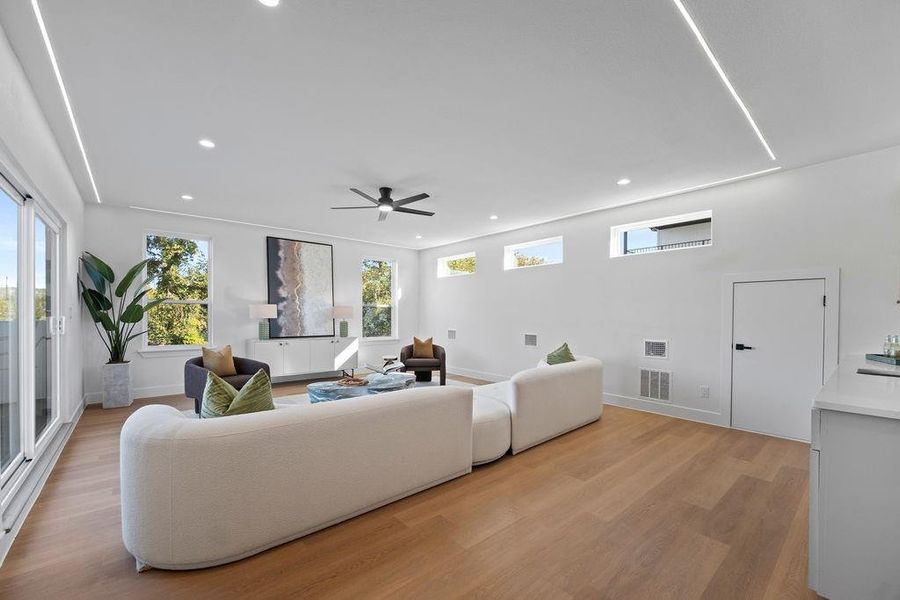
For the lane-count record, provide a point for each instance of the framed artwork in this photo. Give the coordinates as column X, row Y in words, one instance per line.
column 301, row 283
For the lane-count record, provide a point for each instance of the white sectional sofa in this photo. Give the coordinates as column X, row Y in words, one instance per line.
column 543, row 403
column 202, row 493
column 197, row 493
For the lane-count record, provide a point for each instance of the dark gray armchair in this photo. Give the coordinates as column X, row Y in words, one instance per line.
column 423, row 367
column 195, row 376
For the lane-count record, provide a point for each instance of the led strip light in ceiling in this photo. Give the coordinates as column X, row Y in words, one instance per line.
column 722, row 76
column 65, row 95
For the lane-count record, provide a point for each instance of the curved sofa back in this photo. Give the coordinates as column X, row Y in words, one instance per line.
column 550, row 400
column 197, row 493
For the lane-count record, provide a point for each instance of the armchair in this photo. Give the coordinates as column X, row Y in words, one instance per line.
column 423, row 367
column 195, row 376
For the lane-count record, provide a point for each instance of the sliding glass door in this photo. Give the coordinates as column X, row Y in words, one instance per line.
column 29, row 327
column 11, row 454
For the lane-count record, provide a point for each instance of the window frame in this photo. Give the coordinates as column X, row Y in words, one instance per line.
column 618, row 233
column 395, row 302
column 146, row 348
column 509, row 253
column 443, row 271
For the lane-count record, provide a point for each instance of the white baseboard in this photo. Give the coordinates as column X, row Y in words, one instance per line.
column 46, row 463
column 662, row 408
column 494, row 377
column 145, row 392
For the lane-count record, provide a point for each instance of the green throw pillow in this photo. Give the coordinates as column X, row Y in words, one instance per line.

* * *

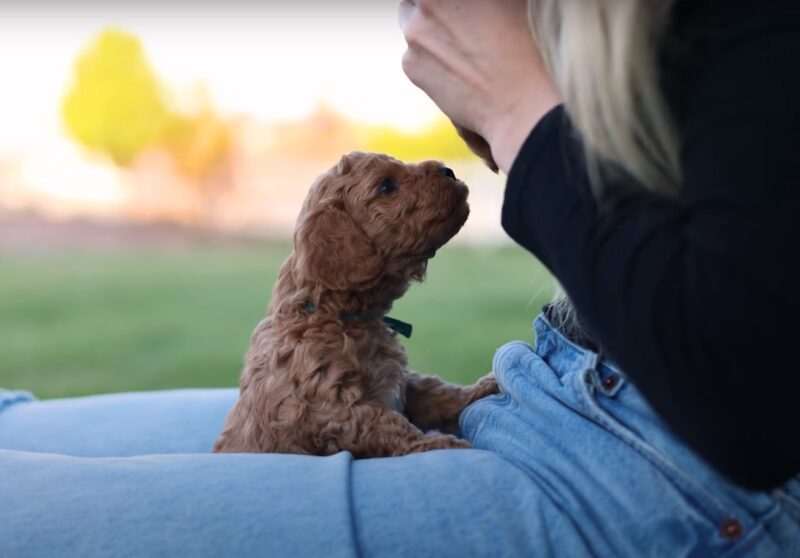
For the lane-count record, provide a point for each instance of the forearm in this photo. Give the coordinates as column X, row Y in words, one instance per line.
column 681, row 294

TASK INSTRUCTIONS.
Return, word for word, the lines of the data above from the line with "of the curved" through the line with "of the green", inclusive.

SOLUTION TO THIS EXERCISE.
For the lane-count record, provide a point for each instance of the curved sofa back in this photo. Give the coordinates as column X, row Y in words, one instance per line.
column 550, row 400
column 197, row 493
For the lane-count record, provide a point for each instance of the armchair in this photo. Give the coordinates as column X, row Y in words, one instance per line.
column 423, row 367
column 195, row 376
For the lane-count record, provide a point for each instance of the sliding glass door in this photo. Give the coordinates as column X, row Y in words, one instance per line.
column 29, row 327
column 11, row 454
For the lane-count record, provide a point for each instance of the window frame in this photo. Give the coordinates as column X, row Y in words, one instance per line.
column 618, row 233
column 395, row 302
column 146, row 348
column 509, row 253
column 443, row 271
For the lane-count record, provide a point for each instance of the white baseboard in this photo. Give the coordinates as column X, row Y in words, one instance per line.
column 46, row 463
column 662, row 408
column 494, row 377
column 145, row 392
For the lane-count record, provide a point for each instance of the green throw pillow in this photo. Give the coordinates as column X, row Y in words, one instance per line.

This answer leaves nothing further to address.